(Extracts from a box-labeled dataset)
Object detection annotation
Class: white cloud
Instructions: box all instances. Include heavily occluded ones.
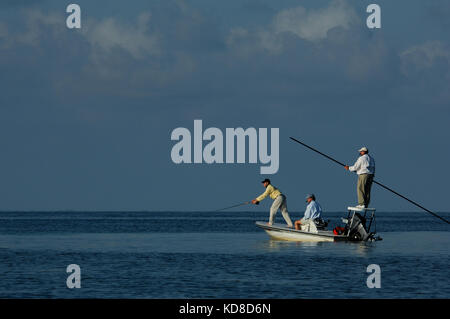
[273,0,358,41]
[400,41,450,74]
[82,13,160,59]
[227,0,359,54]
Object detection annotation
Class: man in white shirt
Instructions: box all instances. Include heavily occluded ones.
[345,147,375,208]
[295,194,322,230]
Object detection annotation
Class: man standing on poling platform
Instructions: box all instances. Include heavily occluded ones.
[345,147,375,208]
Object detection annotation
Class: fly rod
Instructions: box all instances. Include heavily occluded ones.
[290,137,450,224]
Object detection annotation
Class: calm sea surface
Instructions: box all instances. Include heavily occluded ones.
[0,212,450,298]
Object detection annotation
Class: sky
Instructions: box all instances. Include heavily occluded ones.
[0,0,450,212]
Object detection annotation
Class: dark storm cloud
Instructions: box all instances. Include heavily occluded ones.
[0,1,450,209]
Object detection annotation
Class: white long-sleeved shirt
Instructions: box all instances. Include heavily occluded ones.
[348,154,375,175]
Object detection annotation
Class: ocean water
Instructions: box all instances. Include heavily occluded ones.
[0,212,450,298]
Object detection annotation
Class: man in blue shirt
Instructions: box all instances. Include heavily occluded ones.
[295,194,322,230]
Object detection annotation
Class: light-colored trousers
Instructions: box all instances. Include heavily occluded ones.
[269,194,292,227]
[356,174,373,207]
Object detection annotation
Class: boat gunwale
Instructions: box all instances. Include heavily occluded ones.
[255,221,348,240]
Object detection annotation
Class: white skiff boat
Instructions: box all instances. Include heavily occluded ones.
[256,207,381,242]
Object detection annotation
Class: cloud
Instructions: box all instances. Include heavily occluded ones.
[226,0,359,55]
[273,0,358,41]
[400,41,450,75]
[82,12,161,60]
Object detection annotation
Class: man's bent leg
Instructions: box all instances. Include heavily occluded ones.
[277,195,292,227]
[269,196,283,226]
[364,174,373,207]
[356,174,367,205]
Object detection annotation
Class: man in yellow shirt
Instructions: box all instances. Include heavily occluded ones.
[252,178,292,227]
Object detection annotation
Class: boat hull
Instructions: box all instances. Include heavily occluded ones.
[256,222,348,242]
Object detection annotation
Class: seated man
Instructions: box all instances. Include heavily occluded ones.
[295,194,322,230]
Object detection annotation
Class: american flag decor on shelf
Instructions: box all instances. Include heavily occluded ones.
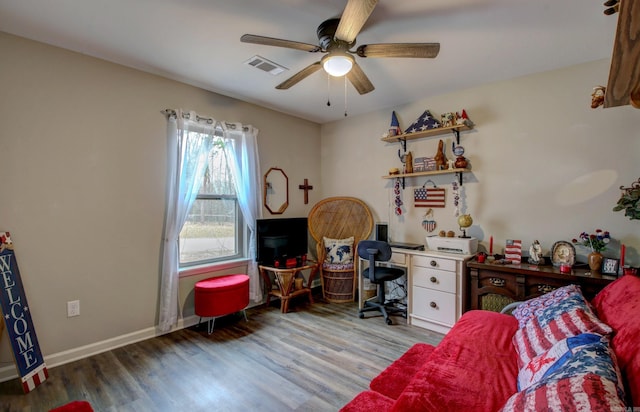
[504,239,522,265]
[413,187,446,207]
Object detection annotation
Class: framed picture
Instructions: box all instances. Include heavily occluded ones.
[602,258,620,275]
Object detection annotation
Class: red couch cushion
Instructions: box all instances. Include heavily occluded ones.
[340,391,394,412]
[591,275,640,406]
[369,343,435,399]
[392,310,518,412]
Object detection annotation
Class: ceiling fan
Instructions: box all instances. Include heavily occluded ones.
[240,0,440,94]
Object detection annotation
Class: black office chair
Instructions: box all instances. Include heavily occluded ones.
[358,240,407,325]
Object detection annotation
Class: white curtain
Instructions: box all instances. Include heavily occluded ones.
[222,122,262,302]
[158,110,216,332]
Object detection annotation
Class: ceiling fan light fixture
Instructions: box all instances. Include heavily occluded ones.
[322,53,353,77]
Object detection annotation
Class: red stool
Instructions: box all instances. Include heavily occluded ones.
[194,274,249,334]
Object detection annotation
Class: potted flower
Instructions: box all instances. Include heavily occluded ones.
[572,229,611,273]
[613,184,640,220]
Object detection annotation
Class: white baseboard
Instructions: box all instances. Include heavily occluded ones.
[0,315,200,382]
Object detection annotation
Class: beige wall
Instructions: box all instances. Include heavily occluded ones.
[322,60,640,266]
[0,33,320,368]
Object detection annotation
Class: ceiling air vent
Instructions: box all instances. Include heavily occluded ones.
[245,56,289,76]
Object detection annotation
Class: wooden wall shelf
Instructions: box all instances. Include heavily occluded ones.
[381,122,473,144]
[382,169,471,179]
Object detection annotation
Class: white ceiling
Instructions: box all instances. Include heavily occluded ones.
[0,0,617,123]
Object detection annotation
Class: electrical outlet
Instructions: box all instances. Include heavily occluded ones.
[67,300,80,318]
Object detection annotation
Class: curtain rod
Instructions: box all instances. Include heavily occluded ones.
[160,109,249,132]
[160,109,214,124]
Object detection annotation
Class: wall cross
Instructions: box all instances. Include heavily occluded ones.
[298,179,313,205]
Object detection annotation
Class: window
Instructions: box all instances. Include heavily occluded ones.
[180,136,245,267]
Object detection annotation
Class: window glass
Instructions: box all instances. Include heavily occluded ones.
[180,137,244,266]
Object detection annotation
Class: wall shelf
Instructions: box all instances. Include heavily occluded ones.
[382,169,471,189]
[380,121,473,151]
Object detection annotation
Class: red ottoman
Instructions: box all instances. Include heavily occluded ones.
[194,274,249,334]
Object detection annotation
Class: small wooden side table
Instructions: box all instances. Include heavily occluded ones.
[258,260,318,313]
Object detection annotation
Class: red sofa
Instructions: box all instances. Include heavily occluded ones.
[341,275,640,412]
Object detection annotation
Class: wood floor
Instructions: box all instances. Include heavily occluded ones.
[0,297,442,412]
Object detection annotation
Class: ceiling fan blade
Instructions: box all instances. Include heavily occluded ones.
[276,62,322,90]
[336,0,378,43]
[240,34,320,52]
[347,63,375,94]
[356,43,440,58]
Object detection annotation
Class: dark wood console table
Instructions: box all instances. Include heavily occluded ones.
[462,259,617,312]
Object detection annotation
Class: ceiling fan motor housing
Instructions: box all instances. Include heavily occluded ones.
[317,19,355,51]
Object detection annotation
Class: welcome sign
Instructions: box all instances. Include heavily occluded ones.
[0,232,49,393]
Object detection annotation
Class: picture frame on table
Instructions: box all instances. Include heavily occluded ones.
[600,258,620,275]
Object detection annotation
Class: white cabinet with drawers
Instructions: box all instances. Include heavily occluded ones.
[408,251,471,333]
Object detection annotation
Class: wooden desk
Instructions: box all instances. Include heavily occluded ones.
[258,261,318,313]
[463,259,616,312]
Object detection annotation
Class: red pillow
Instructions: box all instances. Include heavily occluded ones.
[592,275,640,406]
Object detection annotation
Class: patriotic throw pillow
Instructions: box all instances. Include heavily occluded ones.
[322,236,354,265]
[511,285,582,328]
[513,294,612,368]
[518,333,603,391]
[501,338,625,411]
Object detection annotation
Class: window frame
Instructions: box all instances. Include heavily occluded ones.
[178,138,248,268]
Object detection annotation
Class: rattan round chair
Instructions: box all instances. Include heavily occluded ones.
[308,197,373,303]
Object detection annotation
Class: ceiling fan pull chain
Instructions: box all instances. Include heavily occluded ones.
[327,73,331,106]
[344,75,347,117]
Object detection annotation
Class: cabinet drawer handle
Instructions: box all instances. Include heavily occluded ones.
[538,285,556,294]
[489,278,505,288]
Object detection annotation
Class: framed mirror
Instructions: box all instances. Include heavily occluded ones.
[263,167,289,215]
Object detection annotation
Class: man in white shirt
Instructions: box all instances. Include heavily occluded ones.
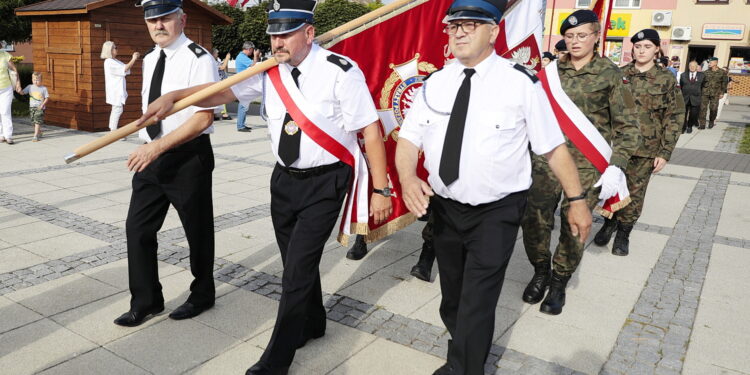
[396,0,591,375]
[115,0,218,327]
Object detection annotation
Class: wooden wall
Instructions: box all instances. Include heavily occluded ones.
[32,1,217,131]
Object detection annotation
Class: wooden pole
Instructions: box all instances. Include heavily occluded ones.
[65,0,429,164]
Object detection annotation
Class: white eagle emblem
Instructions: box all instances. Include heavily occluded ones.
[510,47,539,69]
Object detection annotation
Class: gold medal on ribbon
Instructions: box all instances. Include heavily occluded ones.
[284,120,299,135]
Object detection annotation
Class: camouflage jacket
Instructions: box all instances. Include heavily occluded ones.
[622,63,685,160]
[703,68,729,96]
[558,55,641,171]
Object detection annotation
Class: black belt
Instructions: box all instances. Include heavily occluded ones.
[276,161,346,179]
[166,134,211,153]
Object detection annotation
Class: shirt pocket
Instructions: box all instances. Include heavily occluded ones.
[582,82,609,114]
[476,110,517,157]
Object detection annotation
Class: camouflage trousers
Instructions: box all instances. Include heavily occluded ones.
[698,95,722,128]
[521,155,600,276]
[615,156,654,225]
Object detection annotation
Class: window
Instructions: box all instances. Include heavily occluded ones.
[614,0,641,9]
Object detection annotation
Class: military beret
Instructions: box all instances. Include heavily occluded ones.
[630,29,661,46]
[560,9,599,35]
[266,0,317,35]
[135,0,182,20]
[555,39,568,52]
[445,0,508,24]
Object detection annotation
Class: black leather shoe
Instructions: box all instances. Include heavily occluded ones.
[521,262,550,305]
[245,362,289,375]
[539,271,570,315]
[169,302,214,320]
[346,234,367,260]
[432,363,453,375]
[114,305,164,327]
[594,218,617,246]
[612,223,633,257]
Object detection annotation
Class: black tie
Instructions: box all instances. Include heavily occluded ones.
[146,50,167,140]
[279,68,302,167]
[440,69,476,186]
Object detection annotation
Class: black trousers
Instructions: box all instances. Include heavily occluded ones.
[261,163,352,367]
[432,191,526,375]
[125,135,215,311]
[684,104,701,129]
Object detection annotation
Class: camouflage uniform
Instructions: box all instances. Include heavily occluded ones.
[616,63,685,226]
[698,67,729,129]
[521,55,640,276]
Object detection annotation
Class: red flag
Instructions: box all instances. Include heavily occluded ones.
[329,0,452,243]
[495,0,544,71]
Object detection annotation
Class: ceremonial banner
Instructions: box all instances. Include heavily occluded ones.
[327,0,452,246]
[495,0,545,71]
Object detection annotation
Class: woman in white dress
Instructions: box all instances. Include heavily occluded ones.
[100,40,140,131]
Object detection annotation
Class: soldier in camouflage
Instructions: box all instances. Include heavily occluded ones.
[594,29,685,256]
[521,10,640,315]
[698,57,729,129]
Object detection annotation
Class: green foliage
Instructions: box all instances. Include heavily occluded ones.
[211,3,245,59]
[0,0,42,43]
[239,1,271,53]
[315,0,368,35]
[737,124,750,154]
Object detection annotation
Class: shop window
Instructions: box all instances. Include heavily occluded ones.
[614,0,641,9]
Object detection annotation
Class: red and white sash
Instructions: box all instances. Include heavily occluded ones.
[537,61,630,218]
[267,64,369,235]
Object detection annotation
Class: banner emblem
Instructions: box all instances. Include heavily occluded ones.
[378,53,437,140]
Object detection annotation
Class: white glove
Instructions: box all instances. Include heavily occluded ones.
[594,165,627,200]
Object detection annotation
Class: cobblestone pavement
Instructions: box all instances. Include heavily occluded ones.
[0,112,750,374]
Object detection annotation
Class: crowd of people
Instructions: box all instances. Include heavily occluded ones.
[0,0,740,375]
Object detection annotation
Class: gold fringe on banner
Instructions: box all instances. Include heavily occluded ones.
[594,197,631,219]
[336,212,417,247]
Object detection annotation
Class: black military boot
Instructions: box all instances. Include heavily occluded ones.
[522,261,550,305]
[411,241,435,282]
[539,271,570,315]
[612,223,633,257]
[594,218,617,246]
[346,234,367,260]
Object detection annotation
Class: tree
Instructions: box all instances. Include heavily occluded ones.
[315,0,372,35]
[0,0,42,43]
[211,3,245,59]
[239,1,271,52]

Problem:
Repeat everything in the listing from its first line down through the line containing "[252,178,292,227]", keeping both ends. Omit the pictures from your answer.

Response to this task:
Object detection annotation
Class: white cloud
Instructions: box all instances. Include heavily occluded ones.
[273,0,358,41]
[400,41,450,74]
[82,13,160,59]
[227,0,359,54]
Object detection annotation
Class: man in white shirt
Instructions: box all instances. Include heavily occluded ones.
[345,147,375,208]
[295,194,322,230]
Object detection annotation
Class: man standing on poling platform
Instructions: box all instances. Include heavily occluded ones.
[345,147,375,208]
Object detection annotation
Class: fly rod
Instructions: box all instances. Include heavily occluded ones.
[290,137,450,224]
Object detection annotation
Class: calm sea surface
Instructions: box all instances. Include heavily occluded ones.
[0,212,450,298]
Object detection annotation
Class: sky
Instructions: box all instances. Include heavily occluded ones.
[0,0,450,212]
Object detection annotation
Class: dark storm cloud
Instructions: box all instances. Include heavily occluded ones.
[0,1,450,209]
Object detection annotation
Class: white long-sleeved shirt
Instructions: box all instances. Include heavily occluded ones.
[348,154,375,175]
Object detection annotation
Class: ocean water
Instructions: box all instances. Include heavily occluded ones.
[0,212,450,298]
Object detection annotation
Class: man in blue shirt
Instructions: box all instances. Include heavily occluded ones.
[295,194,322,230]
Object detection annotation
Class: light-colored trousers
Instructions: box all instances. Include heavily occluded ones.
[269,194,292,227]
[356,174,373,207]
Object detection annotation
Class: boat gunwale
Instructions: box all instances. Include heavily occluded ones.
[255,221,348,240]
Object detection annotation
Class: white skiff boat
Instructions: box all instances. Include heavily occluded ones.
[256,207,381,242]
Object detection annotation
Class: cloud
Instructions: box all instances. Include heavily occluded ones.
[226,0,359,55]
[273,0,358,41]
[400,41,450,75]
[82,12,161,60]
Object detection annotation
Class: man's bent leg
Instructions: box all instances. Include heavily occluded ones.
[277,195,292,227]
[269,196,283,226]
[364,174,373,207]
[356,174,367,205]
Object detection annotation
Class: man in yellow shirt
Instructions: box all instances. Include heavily occluded ones.
[252,178,292,227]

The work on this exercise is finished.